**Challenge**
Rewrite the rows from the beginning up to and including the line with "112, 0, 640, 117", swapping "spot" for "locate" and leaving everything else unchanged.

[Excerpt from a dataset]
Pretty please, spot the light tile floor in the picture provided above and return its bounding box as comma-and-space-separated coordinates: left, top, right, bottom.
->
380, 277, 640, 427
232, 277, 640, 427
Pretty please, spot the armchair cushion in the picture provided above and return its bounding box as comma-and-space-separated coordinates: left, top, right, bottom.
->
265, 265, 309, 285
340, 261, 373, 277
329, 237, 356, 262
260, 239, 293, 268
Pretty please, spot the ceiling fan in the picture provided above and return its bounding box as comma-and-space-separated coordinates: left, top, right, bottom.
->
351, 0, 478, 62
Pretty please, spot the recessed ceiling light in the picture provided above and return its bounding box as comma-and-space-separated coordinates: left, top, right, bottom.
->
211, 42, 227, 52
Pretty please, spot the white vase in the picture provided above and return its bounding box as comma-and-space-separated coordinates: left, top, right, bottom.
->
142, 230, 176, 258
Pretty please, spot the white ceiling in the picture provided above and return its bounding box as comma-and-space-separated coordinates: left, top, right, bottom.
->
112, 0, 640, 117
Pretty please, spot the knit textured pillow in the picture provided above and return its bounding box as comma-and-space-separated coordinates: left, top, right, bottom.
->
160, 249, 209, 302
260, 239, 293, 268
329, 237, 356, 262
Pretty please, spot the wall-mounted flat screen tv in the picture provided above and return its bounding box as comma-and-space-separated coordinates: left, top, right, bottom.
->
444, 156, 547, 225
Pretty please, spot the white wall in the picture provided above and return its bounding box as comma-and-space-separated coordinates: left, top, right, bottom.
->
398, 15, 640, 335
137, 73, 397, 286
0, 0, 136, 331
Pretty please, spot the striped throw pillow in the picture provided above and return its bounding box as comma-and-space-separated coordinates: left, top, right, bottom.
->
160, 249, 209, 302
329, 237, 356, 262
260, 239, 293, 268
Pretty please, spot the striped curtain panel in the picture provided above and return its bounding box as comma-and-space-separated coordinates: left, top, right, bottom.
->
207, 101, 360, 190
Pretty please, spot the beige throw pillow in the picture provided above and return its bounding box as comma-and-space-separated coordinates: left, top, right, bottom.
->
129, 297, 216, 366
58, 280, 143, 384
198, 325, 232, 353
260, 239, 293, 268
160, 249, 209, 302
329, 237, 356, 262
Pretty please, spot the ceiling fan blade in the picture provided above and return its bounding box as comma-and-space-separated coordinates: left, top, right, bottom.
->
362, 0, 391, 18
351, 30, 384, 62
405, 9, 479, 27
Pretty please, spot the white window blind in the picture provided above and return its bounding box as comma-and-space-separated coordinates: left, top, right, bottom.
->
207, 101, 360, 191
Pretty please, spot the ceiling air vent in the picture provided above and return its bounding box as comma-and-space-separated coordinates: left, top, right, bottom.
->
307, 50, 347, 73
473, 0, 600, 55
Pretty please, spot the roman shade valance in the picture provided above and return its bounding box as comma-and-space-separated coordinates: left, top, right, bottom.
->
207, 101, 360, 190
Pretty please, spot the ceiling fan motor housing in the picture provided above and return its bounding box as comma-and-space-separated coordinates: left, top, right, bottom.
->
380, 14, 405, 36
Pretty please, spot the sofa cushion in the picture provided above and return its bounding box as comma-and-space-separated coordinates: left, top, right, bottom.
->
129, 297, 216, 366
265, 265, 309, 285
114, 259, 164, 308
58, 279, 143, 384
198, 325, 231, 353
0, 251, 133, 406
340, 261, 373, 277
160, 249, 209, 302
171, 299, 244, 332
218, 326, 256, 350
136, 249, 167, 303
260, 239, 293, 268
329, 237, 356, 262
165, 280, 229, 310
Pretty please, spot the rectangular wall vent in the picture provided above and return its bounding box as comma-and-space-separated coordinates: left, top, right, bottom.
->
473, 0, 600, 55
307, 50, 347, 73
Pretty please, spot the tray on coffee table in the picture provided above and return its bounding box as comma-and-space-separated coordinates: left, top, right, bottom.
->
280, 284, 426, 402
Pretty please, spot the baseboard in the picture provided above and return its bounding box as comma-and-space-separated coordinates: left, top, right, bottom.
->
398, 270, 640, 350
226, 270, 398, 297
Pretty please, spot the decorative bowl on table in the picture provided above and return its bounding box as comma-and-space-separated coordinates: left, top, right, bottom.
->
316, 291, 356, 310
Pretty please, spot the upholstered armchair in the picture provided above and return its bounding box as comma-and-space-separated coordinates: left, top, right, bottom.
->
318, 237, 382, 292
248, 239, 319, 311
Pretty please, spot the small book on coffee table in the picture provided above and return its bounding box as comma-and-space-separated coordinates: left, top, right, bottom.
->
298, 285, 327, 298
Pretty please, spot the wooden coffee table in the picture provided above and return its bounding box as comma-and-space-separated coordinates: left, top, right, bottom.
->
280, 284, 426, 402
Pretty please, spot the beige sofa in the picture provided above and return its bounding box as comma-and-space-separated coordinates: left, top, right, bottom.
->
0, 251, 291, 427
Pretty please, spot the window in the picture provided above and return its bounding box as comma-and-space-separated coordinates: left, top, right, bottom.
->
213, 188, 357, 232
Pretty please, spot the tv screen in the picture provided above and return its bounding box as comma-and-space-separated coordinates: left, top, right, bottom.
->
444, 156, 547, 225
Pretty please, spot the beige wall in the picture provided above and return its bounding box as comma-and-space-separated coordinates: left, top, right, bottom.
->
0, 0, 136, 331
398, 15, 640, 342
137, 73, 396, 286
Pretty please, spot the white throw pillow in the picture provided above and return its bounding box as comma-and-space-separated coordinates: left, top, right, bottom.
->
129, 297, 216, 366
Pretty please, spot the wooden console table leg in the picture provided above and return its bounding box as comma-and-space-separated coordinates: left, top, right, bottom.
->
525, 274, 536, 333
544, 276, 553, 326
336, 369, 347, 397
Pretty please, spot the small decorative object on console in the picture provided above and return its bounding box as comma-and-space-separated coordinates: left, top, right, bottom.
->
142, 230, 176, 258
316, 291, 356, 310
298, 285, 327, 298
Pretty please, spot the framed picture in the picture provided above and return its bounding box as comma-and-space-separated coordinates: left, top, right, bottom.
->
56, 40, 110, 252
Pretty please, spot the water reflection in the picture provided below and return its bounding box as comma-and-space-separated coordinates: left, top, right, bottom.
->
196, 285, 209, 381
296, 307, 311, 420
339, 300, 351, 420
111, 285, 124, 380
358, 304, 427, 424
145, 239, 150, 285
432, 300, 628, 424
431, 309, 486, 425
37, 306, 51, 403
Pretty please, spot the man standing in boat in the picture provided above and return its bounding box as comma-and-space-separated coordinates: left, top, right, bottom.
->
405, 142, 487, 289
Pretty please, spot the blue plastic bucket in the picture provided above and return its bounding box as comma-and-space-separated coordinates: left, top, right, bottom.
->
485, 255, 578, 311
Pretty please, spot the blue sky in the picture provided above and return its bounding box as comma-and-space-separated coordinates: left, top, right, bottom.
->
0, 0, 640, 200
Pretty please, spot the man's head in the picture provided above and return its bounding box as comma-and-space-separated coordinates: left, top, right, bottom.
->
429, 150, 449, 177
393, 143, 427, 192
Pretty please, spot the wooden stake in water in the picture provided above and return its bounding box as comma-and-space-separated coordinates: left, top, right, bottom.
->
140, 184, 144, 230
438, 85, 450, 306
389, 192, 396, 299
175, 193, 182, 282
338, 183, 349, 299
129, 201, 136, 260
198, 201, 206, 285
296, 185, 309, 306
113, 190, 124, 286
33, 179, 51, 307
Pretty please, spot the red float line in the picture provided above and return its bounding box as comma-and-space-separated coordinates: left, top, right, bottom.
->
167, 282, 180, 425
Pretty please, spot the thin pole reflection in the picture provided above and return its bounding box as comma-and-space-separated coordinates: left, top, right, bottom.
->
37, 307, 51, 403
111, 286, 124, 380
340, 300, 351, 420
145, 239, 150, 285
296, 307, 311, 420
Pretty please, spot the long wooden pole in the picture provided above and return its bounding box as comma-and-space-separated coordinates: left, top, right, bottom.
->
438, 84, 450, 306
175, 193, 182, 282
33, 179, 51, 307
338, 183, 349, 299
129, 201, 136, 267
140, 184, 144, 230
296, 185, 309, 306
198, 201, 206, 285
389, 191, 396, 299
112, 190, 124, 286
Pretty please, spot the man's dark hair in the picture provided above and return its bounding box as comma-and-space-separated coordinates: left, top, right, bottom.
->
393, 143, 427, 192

**Task answer**
Pretty please, locate the light tile floor in the picture provided above and return its bounding box as comma-and-space-separated coordinates: left, top, right, bottom.
->
380, 277, 640, 427
232, 277, 640, 427
Pretty please, locate the armchair cushion in the picture provided above and return its bounding box as comma-and-space-separated coordinates: left, top, right, bottom.
->
265, 265, 309, 285
340, 261, 373, 277
329, 237, 356, 262
260, 239, 293, 268
Pretty please, locate the ceiling fan in the picture provided above and return its bounding box as comma-and-space-separated coordinates: left, top, right, bottom.
->
351, 0, 478, 62
Pretty please, locate the recessed ceiling light in the picture provided above and return its bounding box as comma-and-space-separated coordinates: left, top, right, bottom.
->
211, 42, 227, 52
Pretty please, locate the white vase in the picture provided above and return its bounding box as comma-and-space-separated coordinates: left, top, right, bottom.
->
142, 230, 176, 258
Pretty please, locate the white ceiling in the picture provided above and return its bounding box as comma-and-space-separated coordinates: left, top, right, bottom.
->
112, 0, 640, 117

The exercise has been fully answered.